TO BE DONE » Reproduce each of the following entries word for word, omitting the pictures from your answer.
::::::::
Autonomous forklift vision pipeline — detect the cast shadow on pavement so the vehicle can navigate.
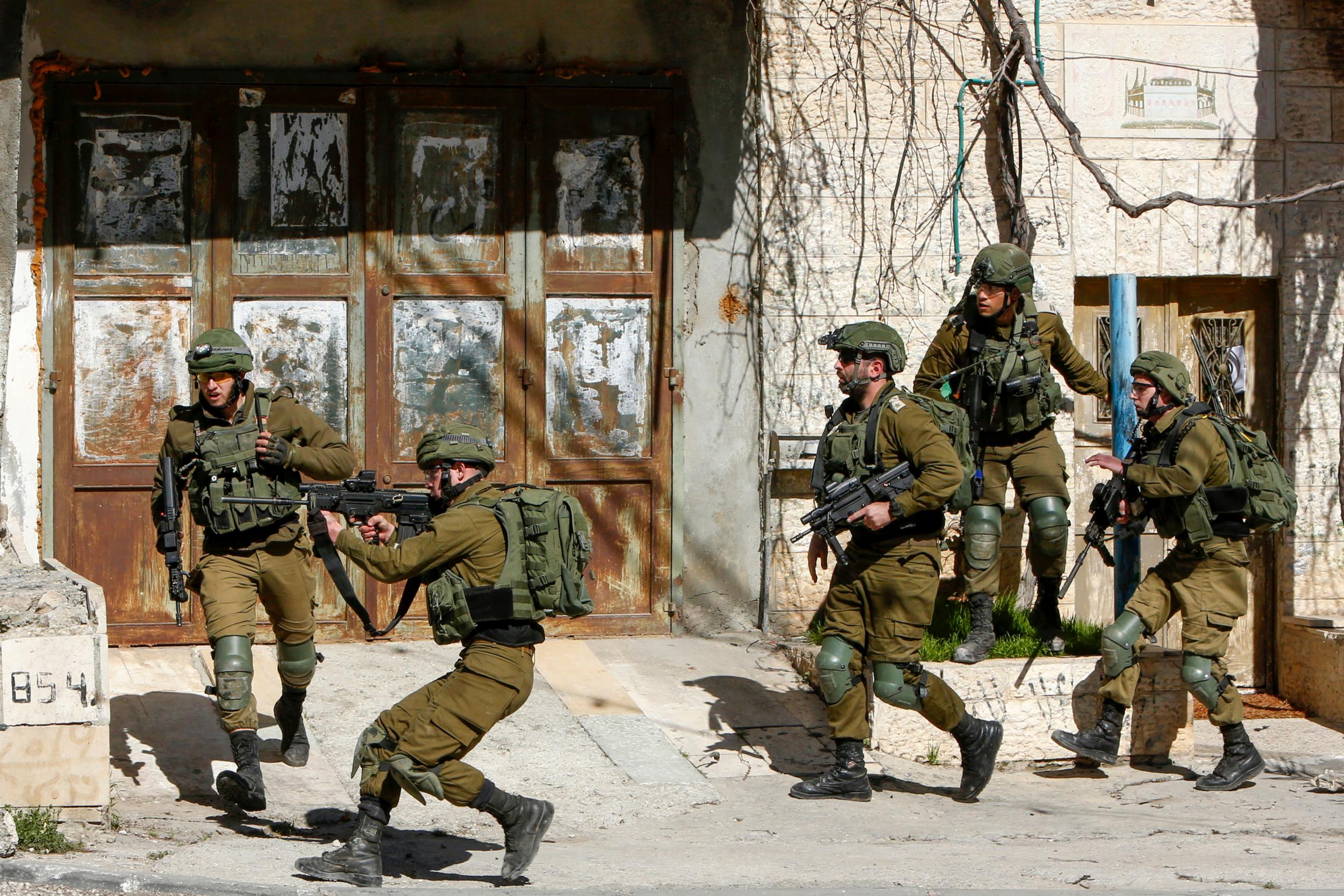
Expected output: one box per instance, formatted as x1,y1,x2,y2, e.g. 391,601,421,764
682,676,835,779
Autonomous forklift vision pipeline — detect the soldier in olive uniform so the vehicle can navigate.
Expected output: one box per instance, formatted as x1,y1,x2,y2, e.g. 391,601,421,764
295,425,555,887
916,243,1109,662
1051,352,1265,790
789,322,1003,801
151,329,355,812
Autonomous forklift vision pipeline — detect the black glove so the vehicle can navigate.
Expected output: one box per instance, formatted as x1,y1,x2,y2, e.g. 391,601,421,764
257,435,295,470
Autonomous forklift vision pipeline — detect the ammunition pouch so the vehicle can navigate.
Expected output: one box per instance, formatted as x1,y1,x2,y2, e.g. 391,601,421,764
1027,496,1069,557
214,634,253,712
873,662,929,712
1101,610,1144,678
817,635,860,705
961,504,1003,570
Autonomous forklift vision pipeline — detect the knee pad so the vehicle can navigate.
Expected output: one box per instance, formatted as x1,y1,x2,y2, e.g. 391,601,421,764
817,634,856,705
1101,610,1144,678
214,634,253,712
1027,494,1069,557
873,662,929,712
961,504,1003,570
1180,653,1231,709
276,638,317,686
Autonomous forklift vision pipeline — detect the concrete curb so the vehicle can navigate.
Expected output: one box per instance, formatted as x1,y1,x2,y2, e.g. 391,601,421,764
0,858,319,896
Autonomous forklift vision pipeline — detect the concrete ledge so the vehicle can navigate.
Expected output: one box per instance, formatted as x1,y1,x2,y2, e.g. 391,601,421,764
781,642,1195,763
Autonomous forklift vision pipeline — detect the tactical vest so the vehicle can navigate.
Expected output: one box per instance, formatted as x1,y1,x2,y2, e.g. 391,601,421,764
184,390,300,535
812,383,946,541
961,296,1063,439
1139,404,1252,544
425,485,593,643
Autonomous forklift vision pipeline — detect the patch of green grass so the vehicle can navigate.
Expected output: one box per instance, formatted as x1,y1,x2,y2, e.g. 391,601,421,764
5,806,83,853
919,591,1101,662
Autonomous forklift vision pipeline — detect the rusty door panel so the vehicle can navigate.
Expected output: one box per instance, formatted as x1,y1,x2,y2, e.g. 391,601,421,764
73,298,191,463
74,109,191,274
546,297,652,457
527,90,671,634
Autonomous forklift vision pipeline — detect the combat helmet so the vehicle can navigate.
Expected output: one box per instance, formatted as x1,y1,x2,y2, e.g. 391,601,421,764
968,243,1036,296
817,321,906,374
187,326,253,376
1129,352,1190,404
416,423,496,473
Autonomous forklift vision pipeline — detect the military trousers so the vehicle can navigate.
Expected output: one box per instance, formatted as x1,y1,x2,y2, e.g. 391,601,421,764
359,640,535,806
1101,539,1250,727
967,426,1069,595
823,536,967,740
191,543,317,731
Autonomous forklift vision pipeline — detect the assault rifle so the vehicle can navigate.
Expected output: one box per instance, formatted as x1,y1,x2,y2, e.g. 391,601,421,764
1059,476,1131,598
159,457,191,626
789,463,916,565
225,470,434,638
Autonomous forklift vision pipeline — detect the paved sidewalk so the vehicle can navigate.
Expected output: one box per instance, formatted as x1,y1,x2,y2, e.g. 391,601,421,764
18,635,1344,896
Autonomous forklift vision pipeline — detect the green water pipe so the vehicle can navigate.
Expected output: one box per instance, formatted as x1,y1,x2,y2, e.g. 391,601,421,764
952,0,1046,274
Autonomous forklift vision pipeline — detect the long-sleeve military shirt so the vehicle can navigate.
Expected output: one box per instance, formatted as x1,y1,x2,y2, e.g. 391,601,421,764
846,393,965,539
914,312,1110,398
336,482,546,648
149,380,355,554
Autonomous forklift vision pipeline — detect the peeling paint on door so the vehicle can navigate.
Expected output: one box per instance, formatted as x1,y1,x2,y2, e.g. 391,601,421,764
234,106,349,274
234,298,348,436
397,111,503,273
547,134,647,270
546,297,649,457
74,298,192,463
392,298,505,462
75,113,191,274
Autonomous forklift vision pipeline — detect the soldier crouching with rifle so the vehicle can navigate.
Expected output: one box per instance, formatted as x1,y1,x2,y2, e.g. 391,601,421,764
1051,352,1265,790
789,321,1003,801
151,329,355,812
295,425,562,887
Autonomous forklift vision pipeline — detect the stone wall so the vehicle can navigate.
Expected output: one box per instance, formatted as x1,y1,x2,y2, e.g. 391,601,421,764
762,0,1344,687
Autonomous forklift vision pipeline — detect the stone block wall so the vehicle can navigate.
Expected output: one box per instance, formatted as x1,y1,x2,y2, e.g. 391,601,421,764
761,0,1344,704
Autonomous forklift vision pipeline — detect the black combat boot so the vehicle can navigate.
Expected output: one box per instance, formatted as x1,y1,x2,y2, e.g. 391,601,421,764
472,780,555,883
952,594,995,664
1195,721,1265,790
1031,576,1064,653
271,685,308,766
949,712,1004,802
789,737,873,802
1050,700,1126,766
215,729,266,812
295,797,387,887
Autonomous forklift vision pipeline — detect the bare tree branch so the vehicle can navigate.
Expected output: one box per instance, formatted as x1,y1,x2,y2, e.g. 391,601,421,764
999,0,1344,218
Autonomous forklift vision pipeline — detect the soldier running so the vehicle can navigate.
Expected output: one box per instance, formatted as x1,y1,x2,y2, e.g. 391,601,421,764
916,243,1107,662
1050,352,1265,790
151,329,355,812
789,321,1003,801
295,425,555,887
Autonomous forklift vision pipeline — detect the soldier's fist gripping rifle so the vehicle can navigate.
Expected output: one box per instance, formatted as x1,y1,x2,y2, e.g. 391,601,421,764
789,463,916,565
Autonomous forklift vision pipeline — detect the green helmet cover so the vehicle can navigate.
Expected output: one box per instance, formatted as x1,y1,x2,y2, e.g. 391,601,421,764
969,243,1036,296
416,423,495,473
1129,352,1190,404
817,321,906,374
187,326,253,376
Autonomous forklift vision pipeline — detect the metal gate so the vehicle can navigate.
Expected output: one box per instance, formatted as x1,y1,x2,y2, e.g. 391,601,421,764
47,83,672,643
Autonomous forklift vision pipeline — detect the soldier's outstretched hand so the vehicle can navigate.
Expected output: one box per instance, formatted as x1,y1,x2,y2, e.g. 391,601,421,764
808,535,827,582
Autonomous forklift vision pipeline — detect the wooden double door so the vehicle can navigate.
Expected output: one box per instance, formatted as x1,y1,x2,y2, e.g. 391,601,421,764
1073,277,1278,688
47,82,677,643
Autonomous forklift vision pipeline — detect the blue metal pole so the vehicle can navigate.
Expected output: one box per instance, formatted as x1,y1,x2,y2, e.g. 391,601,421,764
1110,274,1139,615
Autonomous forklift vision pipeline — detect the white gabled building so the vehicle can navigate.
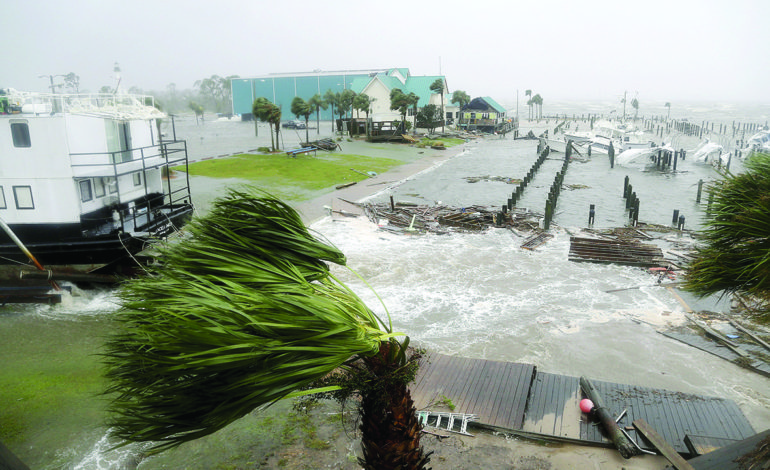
::::::::
THE RESULT »
Autonomous forklift vision pipeline — detect the cast shadow on pavement so the vehicle can navigate.
Expected output: one box per instance, formatted as x1,y1,x2,y2, e.g. 391,601,421,764
682,676,835,779
Autonomous forklift vision pipeline — detect the soldier in olive uniform so the vehicle can navigate.
Expected output: one box per instance, formatted as x1,y1,x2,y2, e.g. 391,601,421,764
295,425,555,887
916,243,1109,662
1051,352,1265,790
789,322,1003,801
151,329,355,812
Autonomous forklift vision pipeline — detect the black glove so the vehicle can navigate.
Expected output: one box per instance, formatted as x1,y1,x2,y2, e.g. 391,601,421,764
257,435,295,470
Autonomous forklift vision pipeline — detect the ammunition pouch so the vehicle can navigate.
Expected output: one box per instance, formatted as x1,y1,x2,y2, e.g. 391,601,421,764
1027,496,1069,557
214,634,253,712
873,662,929,712
1101,610,1144,678
817,635,860,705
961,504,1003,570
Autonomous forklift vision pipeline — detect the knee pad so the vehicle can navigate.
Expected output: one box per instance, formatted as x1,y1,x2,y2, e.g. 391,601,421,764
817,634,856,705
1101,610,1144,678
214,634,253,712
1027,494,1069,557
873,662,929,712
961,504,1003,570
1180,653,1231,709
276,638,317,686
Autonomous forklift vision pipeline — detect the concrete curb so the vehicle can navigate.
Expected output: one box per instance, formatted as x1,y1,x2,y2, e.g. 391,601,421,764
0,858,319,896
Autonomous forklift vision pipeline — detect the concrete ledge so the vehicle can navigate.
Expected output: one box per instance, formatted as x1,y1,x2,y2, e.g. 391,601,421,764
781,642,1195,763
Autonomous forklift vision pipeline — detect the tactical vest so the vehicle can navigate.
Expected output: one box per instance, formatted as x1,y1,x2,y2, e.g. 391,601,421,764
184,390,300,535
812,383,946,541
961,296,1063,439
1139,404,1252,544
425,485,593,643
Autonomous forklift vision pipeline — detect the patch of green grass so the vehicle can navigate.
Expected output: one box per instance, formatted as x1,y1,x2,y2, e.g. 391,601,421,764
5,806,83,853
919,591,1101,662
Autonomous forklift vision pipeline — detect the rusty door panel so the vehicle can navigate.
Expected output: one box per instance, formatted as x1,y1,x2,y2, e.g. 391,601,421,764
73,298,191,463
74,109,191,274
546,297,652,457
527,90,671,634
Autonomous forklift vision pipeline — detect the combat helmet so the vehicle can navigate.
Expected output: one box per instance, formatted as x1,y1,x2,y2, e.g. 391,601,421,764
968,243,1036,296
817,321,906,374
187,326,253,376
1129,352,1190,404
416,423,496,473
Autonomous forklift vision pipeline — detect the military trousers so the vehicle can navigate.
Expected output: one box per instance, formatted as x1,y1,x2,y2, e.g. 391,601,421,764
359,640,535,806
1101,539,1250,727
967,426,1069,595
823,536,967,740
191,543,317,731
Autonomous forklift vision pipeline — detect the assault rifle so the vehicle can navigate.
Expected output: one box per instance, formatted as x1,y1,x2,y2, e.g. 391,601,421,764
1059,476,1131,598
159,457,191,626
789,463,916,565
225,470,434,638
Autonomous forklift vision pipeline — detect the paved sidewalk so the vehicle can navigate.
Expected output: one box per instance, formatted as x1,y1,x2,y2, e.g. 391,601,421,764
18,635,1344,896
Autonomous forklift vision pipeline — detect the green water pipe so the vehicle can navigate.
Expected output: one box per instance, formatted as x1,y1,x2,y2, e.g. 391,601,421,764
952,0,1046,274
Autonomous forklift vision pipeline — detect the long-sleeve military shirt so the vehicle can navigate.
Expected output: one box per instance, formatted as x1,y1,x2,y2, e.g. 391,601,421,764
846,393,965,539
914,312,1110,398
336,482,546,648
149,380,355,554
Autonomous forklift vision pipeline — detect the peeling paint on door so the vehicle can navigate.
Expected output: one box per instance, formatted as x1,y1,x2,y2, e.g. 391,601,421,764
234,106,349,274
234,298,348,436
397,111,503,273
547,134,647,270
546,297,649,457
74,298,192,463
392,298,505,462
75,113,191,274
Autonomous forklift vision pipeline — detect the soldier crouching with rifle so the vehicle can navigate.
Expected output: one box per instance, formatted as x1,y1,x2,y2, e.g. 391,601,421,764
1051,352,1265,790
789,321,1003,801
151,329,355,812
295,425,562,887
Autonomous forklift vision pipeline — detect the stone wall so the vehicle can navigate.
Expected output: one box per instance, formatted as x1,y1,x2,y2, e.g. 391,601,421,764
762,0,1344,687
Autonomous forklift vision pipeline — detect the stone block wall so the vehicle can navigate.
Expected output: one box per instance, formatted as x1,y1,x2,y2, e.g. 391,601,421,764
761,0,1344,704
Autonomous forklift vision pipeline — detect the black combat boot so the vehicle can navigate.
Expected output: one box per instance, formatted as x1,y1,x2,y2, e.g. 391,601,421,764
472,780,555,883
952,594,995,664
1195,721,1265,790
1031,576,1064,653
271,685,308,766
949,712,1004,802
789,737,873,802
1050,700,1126,766
215,729,266,812
295,797,387,887
Autonomous forklift vision pipeline — detect the bare tree branch so the vehicle can navigate.
Expected output: one box per instance, formatted as x1,y1,x2,y2, e.g. 391,601,421,764
999,0,1344,218
Autonomous forklift vision pipeline — detect the soldier running so the vehicle can navigate.
Expected output: one box per instance, formatted as x1,y1,x2,y2, e.g. 391,601,421,764
916,243,1107,662
1050,352,1265,790
151,329,355,812
789,321,1003,801
295,425,555,887
Autonomous forklift vision pipeline — detect the soldier's fist gripping rifle so the vehicle can navigate.
Expected output: one box per instance, formatted as x1,y1,x2,y2, e.g. 391,601,421,764
789,463,916,565
Autonomous forklift vision pipeline — detect the green helmet cover so the vehicle can navigate.
Expected output: one box per instance, formatted as x1,y1,x2,y2, e.g. 391,601,421,764
969,243,1036,296
416,423,495,473
1129,352,1190,404
817,321,906,374
187,326,253,376
Autonomous forklift vision pipeline — detect the metal gate so the vehicle can navigate.
Expected output: one box per instance, formatted as x1,y1,x2,y2, e.g. 391,601,421,764
47,83,672,643
Autonomous forklift vision pipeline — detect the soldier's outstretched hand so the vehicle can navigate.
Expected output: one box per instance, formatted as x1,y1,x2,y2, e.g. 391,601,421,764
808,535,827,582
Autonomous forklift vision pipeline — detect the wooden double door so the vehicle can navigate.
Expected output: one box per instance, formatted as x1,y1,x2,y2, e.g. 391,601,421,764
1073,277,1278,688
47,82,677,643
Autonomous forklift vision pipeline — detect the blue metal pole so the vehicle can navigate.
Expected output: one box per instance, formatted as x1,y1,x2,y2, e.g. 391,601,421,764
1110,274,1139,615
Autonomous forklift vision pipeline — detect the white gabled building so the vehicle can navigate.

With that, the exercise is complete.